Unfortunately, I don't think this is sufficient.

I'm pretty sure secondary CPUs might call sched_clock() before getting to
arch_counter_register(), so there'll be a window where this could go wrong.

If we consider late onlining on a preemptible kernel we'll also have a race at
runtime:

| sched_clock() {
| arch_timer_read_counter() {
| // reads __arch_timer_read_counter == arch_counter_get_cntvct;
|
| arch_counter_get_cntvct() {
|
| < PREEMPTED >
| < CPU requiring workaround onlined >
| < RESCHEDULED on affected CPU >
|
| MRS xN, CNTVCT_EL0 // reads junk here
| }
| }
| }

I think we need to reconsider the approach.

Since the accessor is out-of-line anyway, we could use a static key *within*
the accessor to handle that, e.g.

| u64 arch_timer_get_cntvct(void)
| {
| u64 val = read_sysreg(cntvct_el0);
| if (!static_branch_unlikely(use_timer_workaround))
| return val;
|
| // do stablisation workaround here
|
| return val;
| }

... and we'd need to transiently enable the workaround when beinging a CPU
online in case it needs the workaround. We could use the static key inc / dec
helpers from the CPU invoking the hotplug to manage that.

With that, we should never perform the first read on an affected core without
also deciding to perform the workaround.

Does that make sound plausible?

Thanks,
Mark.

> Cc: Mark Rutland <[email protected]>
> Cc: Will Deacon <[email protected]>
> Cc: Daniel Lezcano <[email protected]>
> Cc: Thomas Gleixner <[email protected]>
> Cc: [email protected]
> Reported-by: Yogesh Lal <[email protected]>
> Signed-off-by: Marc Zyngier <[email protected]>
> Fixes: 0ea415390cd3 ("clocksource/arm_arch_timer: Use arch_timer_read_counter to access stable counters")
> Link: https://lore.kernel.org/r/[email protected]
> ---
> drivers/clocksource/arm_arch_timer.c | 56 +++++++++++++++++-----------
> include/clocksource/arm_arch_timer.h | 2 +-
> 2 files changed, 36 insertions(+), 22 deletions(-)

- _PROBLEM SET_:
A - In the timer reply, what does the author propose using within the accessor to handle the workaround?
B - Translate this sentence from the timer reply into Spanish: "With that, we should never perform the first read on an affected core without also deciding to perform the workaround."

- _MATERIAL SHOWN_:
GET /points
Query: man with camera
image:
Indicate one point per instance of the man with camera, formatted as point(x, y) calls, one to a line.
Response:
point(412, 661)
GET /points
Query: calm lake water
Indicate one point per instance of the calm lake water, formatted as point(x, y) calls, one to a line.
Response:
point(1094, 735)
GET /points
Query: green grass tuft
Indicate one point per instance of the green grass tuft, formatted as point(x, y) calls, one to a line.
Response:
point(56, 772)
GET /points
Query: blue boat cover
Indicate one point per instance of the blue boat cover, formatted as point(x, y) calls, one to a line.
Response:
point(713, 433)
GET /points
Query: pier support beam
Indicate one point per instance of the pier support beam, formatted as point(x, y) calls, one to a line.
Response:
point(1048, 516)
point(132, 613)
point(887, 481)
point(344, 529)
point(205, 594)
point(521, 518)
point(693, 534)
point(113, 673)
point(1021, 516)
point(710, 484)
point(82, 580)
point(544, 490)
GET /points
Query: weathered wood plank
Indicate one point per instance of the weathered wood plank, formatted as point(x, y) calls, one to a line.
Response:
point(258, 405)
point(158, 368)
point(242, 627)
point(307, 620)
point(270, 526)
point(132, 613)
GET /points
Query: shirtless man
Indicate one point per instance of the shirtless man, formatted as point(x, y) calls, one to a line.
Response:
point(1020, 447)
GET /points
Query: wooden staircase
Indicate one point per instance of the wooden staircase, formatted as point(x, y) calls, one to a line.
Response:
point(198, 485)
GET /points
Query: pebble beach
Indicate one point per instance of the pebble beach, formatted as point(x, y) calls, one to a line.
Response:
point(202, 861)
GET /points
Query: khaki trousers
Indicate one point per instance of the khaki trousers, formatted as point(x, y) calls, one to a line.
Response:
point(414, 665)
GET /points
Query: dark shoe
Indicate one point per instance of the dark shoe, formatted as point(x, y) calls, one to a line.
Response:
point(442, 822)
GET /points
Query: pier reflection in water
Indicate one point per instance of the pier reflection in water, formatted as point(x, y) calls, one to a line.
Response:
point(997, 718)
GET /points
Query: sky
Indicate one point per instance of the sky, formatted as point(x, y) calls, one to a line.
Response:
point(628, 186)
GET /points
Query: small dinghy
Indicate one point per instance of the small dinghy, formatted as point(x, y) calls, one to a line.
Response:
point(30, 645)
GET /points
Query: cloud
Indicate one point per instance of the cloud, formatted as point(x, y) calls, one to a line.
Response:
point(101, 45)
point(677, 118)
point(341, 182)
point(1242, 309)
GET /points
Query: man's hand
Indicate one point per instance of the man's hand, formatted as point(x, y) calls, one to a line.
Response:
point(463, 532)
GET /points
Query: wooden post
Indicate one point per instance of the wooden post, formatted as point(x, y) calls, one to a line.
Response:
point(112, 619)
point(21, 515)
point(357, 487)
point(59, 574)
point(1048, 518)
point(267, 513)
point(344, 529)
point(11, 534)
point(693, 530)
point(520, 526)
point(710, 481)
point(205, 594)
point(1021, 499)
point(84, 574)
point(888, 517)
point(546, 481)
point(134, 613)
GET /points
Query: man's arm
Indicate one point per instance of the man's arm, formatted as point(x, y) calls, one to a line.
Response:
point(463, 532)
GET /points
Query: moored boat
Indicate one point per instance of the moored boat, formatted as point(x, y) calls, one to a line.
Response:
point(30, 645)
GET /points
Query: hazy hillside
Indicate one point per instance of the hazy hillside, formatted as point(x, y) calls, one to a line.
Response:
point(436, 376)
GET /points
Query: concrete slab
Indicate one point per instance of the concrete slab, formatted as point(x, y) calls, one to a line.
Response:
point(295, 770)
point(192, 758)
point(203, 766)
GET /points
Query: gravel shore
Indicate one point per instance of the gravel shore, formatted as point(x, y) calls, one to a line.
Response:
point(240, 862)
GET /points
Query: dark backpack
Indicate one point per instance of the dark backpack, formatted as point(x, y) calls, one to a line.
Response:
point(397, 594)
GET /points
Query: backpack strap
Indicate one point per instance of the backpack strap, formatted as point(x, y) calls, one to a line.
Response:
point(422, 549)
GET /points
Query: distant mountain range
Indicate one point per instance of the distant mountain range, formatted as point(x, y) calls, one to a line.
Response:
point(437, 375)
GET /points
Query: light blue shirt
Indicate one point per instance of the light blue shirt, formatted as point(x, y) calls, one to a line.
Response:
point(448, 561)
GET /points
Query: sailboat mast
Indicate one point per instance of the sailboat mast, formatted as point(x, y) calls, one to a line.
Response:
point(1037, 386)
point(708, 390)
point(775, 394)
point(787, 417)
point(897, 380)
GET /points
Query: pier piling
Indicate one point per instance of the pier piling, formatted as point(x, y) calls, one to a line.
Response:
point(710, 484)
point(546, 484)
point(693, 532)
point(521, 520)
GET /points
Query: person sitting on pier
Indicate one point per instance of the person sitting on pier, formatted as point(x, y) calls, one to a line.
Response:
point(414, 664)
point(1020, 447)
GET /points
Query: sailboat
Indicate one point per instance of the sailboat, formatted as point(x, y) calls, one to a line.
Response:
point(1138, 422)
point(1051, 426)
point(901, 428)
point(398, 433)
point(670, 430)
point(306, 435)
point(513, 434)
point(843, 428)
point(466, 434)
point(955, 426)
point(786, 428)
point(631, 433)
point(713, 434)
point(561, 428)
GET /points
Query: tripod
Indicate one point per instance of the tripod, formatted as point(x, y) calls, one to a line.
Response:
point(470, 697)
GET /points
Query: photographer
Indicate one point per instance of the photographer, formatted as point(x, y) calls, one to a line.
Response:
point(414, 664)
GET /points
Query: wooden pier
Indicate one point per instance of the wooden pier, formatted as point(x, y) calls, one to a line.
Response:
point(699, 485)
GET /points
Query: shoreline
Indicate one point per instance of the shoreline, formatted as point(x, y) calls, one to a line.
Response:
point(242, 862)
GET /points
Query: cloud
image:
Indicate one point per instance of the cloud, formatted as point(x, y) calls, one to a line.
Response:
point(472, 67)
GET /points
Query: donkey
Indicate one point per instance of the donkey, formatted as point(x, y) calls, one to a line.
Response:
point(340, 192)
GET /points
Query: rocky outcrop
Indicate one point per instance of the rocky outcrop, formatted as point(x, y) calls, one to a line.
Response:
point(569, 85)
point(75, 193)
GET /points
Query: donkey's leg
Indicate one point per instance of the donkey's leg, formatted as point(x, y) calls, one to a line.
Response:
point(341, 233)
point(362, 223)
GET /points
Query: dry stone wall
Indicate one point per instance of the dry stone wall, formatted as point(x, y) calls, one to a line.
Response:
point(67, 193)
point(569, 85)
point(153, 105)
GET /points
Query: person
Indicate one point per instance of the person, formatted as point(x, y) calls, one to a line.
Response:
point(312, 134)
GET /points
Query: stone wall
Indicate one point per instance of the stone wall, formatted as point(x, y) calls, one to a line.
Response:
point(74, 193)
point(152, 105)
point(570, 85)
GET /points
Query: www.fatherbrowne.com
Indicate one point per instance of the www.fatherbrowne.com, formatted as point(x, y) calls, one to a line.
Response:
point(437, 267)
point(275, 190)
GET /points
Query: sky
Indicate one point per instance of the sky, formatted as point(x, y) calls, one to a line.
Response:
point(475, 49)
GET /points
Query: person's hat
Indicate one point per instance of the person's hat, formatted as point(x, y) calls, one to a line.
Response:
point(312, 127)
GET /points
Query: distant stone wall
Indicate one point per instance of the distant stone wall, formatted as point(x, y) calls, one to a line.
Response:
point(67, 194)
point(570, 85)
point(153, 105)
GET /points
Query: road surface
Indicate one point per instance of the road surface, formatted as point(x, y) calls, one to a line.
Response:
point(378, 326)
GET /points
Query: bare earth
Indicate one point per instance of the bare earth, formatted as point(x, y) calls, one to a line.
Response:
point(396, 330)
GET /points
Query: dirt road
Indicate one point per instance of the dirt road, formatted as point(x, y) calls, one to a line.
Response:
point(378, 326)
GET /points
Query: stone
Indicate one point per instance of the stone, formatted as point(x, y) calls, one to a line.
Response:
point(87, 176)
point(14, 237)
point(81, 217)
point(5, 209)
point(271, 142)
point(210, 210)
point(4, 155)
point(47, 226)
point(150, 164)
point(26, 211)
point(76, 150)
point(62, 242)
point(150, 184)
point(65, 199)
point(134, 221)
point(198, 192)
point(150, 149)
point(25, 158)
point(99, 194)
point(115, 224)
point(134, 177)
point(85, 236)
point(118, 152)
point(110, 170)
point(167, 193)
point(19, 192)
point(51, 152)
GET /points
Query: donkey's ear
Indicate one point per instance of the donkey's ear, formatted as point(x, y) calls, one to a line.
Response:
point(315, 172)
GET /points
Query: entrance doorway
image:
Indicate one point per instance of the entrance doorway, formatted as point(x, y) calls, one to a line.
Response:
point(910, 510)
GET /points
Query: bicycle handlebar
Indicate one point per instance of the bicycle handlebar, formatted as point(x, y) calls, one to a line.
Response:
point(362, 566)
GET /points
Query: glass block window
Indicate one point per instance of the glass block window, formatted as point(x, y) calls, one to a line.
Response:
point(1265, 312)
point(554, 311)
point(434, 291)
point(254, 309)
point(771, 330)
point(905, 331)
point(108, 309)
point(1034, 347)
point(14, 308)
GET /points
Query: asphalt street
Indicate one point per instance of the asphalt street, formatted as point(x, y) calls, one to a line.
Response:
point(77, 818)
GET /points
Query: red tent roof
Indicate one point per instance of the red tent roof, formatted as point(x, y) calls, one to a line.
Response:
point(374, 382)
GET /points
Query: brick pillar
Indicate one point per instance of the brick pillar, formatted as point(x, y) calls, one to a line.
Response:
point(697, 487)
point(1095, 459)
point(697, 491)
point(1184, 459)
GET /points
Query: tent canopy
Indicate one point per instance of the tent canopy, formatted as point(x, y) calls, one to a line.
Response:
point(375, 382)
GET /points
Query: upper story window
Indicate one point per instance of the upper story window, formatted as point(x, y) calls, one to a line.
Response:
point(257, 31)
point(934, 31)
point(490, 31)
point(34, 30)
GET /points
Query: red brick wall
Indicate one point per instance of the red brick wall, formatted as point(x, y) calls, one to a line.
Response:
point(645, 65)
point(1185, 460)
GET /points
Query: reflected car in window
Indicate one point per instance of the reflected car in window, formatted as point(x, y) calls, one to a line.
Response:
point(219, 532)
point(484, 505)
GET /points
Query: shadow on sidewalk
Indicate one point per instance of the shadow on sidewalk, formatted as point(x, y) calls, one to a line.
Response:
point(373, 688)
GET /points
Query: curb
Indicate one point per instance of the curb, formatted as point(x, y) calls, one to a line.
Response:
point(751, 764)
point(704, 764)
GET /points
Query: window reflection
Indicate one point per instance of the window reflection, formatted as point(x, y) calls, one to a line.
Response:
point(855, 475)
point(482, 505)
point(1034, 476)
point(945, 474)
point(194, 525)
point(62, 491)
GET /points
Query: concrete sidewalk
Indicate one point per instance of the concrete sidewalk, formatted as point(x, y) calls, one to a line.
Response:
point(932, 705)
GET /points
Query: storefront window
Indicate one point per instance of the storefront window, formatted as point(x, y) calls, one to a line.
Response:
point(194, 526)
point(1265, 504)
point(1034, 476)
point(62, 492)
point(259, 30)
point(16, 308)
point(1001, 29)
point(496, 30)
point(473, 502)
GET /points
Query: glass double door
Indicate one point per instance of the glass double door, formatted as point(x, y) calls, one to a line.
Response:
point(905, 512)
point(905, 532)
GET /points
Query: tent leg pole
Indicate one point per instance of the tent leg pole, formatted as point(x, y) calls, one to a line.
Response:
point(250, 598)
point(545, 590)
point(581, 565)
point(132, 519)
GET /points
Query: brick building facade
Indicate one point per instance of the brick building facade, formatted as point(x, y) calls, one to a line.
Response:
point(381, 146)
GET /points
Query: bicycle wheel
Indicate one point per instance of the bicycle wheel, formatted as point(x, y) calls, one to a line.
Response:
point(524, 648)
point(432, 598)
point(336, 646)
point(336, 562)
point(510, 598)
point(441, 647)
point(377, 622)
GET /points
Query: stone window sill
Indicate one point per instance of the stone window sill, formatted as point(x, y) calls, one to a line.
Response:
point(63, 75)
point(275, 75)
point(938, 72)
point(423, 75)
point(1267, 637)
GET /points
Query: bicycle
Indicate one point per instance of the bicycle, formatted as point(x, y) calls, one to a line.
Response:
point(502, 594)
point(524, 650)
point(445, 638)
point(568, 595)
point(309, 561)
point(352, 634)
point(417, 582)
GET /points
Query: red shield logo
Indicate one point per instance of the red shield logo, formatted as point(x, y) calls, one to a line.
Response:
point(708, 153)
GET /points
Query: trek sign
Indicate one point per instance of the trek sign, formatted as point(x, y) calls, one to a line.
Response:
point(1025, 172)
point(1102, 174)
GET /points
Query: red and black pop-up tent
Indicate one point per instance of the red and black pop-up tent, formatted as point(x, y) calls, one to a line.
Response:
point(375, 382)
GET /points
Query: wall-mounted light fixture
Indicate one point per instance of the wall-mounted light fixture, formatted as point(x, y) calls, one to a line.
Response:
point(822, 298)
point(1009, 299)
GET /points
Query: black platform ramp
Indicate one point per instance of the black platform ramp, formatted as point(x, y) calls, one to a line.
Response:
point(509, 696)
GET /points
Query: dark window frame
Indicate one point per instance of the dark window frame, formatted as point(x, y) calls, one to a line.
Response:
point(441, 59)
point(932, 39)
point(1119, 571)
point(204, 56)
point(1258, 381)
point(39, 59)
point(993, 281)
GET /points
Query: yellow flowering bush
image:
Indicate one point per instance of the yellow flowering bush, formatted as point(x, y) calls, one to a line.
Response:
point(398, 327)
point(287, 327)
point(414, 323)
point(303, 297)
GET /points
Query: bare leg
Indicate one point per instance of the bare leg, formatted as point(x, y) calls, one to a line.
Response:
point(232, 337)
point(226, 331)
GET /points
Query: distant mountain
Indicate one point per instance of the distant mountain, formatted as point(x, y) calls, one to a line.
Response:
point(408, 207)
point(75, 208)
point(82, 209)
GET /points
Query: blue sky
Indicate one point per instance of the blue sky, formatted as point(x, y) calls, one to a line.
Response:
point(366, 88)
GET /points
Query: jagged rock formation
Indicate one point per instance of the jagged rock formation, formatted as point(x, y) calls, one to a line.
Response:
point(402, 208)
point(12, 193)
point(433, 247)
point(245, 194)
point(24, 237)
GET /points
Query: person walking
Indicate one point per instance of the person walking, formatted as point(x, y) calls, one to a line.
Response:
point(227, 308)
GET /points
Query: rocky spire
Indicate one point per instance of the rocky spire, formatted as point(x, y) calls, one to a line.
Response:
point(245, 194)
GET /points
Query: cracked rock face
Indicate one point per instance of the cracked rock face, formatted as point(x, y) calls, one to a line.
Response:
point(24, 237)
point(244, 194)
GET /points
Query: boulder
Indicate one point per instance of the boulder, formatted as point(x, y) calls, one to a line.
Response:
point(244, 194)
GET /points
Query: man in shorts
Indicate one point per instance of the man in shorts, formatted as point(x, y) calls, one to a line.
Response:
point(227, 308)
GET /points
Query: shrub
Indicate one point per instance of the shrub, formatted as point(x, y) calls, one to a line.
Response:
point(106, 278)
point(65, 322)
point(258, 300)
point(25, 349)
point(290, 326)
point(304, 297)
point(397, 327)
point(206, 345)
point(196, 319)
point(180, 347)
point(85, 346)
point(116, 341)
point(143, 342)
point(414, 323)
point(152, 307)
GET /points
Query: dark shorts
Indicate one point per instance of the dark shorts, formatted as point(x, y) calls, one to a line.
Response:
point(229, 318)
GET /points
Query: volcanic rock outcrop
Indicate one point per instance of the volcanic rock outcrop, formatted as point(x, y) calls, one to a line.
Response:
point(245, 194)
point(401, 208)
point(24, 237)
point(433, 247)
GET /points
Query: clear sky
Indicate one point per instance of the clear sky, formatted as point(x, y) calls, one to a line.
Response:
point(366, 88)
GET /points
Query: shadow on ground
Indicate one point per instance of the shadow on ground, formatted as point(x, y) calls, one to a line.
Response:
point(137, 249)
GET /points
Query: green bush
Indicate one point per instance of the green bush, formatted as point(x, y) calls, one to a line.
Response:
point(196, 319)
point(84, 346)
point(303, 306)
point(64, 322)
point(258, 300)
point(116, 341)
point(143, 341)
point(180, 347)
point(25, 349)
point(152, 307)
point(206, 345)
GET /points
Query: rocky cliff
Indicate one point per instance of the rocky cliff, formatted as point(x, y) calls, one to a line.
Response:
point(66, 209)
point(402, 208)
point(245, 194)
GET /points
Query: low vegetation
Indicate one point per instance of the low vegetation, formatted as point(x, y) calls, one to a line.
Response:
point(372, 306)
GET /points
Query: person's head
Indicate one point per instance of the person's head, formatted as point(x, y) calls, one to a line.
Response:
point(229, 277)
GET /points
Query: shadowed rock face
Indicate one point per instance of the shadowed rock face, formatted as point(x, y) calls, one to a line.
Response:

- _WRITTEN ANSWERS_:
A - A static key.

B - Con eso, nunca deberíamos realizar la primera lectura en un núcleo afectado sin decidir también aplicar la solución alternativa.